___ INPUT DATA ___

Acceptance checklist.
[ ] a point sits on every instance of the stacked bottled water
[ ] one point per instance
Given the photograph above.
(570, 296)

___

INSTRUCTIONS TO FOLLOW — From the entries above, tally the lines that contain the string "instance". Report the total and nothing more.

RESULT OF THIS TASK — 2